RECORDS FOR PROCESSING
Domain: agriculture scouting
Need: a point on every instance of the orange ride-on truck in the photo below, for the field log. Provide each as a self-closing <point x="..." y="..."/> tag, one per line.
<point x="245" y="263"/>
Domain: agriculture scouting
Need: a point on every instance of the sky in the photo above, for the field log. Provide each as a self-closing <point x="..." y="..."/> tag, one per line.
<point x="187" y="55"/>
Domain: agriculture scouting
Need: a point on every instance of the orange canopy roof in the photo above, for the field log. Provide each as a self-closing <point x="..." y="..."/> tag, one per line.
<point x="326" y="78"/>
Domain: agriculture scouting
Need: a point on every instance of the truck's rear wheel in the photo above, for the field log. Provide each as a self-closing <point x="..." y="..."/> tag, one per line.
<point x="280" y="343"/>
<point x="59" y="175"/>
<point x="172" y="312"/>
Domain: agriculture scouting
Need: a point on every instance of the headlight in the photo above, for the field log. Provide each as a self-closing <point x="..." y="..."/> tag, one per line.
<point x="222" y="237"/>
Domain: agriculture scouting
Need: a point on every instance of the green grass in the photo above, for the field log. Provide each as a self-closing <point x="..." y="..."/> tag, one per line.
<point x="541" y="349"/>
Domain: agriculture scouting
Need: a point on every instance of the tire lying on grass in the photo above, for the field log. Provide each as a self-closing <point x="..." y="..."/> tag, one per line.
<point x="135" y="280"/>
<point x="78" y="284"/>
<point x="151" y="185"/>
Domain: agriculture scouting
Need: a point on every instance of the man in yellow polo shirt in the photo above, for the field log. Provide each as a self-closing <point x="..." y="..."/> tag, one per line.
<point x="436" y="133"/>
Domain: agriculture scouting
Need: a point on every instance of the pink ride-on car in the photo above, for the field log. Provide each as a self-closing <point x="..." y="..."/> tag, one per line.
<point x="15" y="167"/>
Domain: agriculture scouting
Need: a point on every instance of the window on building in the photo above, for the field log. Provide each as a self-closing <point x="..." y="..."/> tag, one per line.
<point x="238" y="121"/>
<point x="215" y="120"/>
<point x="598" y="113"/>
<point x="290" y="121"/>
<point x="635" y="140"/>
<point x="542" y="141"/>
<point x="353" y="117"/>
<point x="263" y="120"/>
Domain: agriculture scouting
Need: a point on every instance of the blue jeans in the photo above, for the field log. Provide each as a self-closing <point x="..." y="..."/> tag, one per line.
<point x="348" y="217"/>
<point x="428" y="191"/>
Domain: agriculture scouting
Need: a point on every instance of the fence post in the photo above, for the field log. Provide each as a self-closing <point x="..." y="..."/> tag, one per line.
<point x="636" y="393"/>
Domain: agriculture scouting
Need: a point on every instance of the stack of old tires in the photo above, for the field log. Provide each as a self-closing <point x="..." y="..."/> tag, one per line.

WORK ORDER
Nothing before the line holding "Need: a point on every instance of the blue" belongs in the answer. Repeat that line and the rest of the listing exactly.

OUTPUT FOR THIS TASK
Need: a point on every instance of the blue jeans in the photo above, for the field log. Provide each as a self-closing <point x="..." y="..."/> tag, one per line.
<point x="348" y="217"/>
<point x="428" y="191"/>
Domain: agriculture scouting
Need: a point on every instance of the fence post in the photo above, for the field log. Provide each as a self-closing <point x="..." y="..."/> tag, one per line.
<point x="636" y="393"/>
Domain: agriculture scouting
Need: a point on every instance of the stack of old tires in the photo above, for the field log. Provide each as a self-closing <point x="..." y="..."/> tag, one per line.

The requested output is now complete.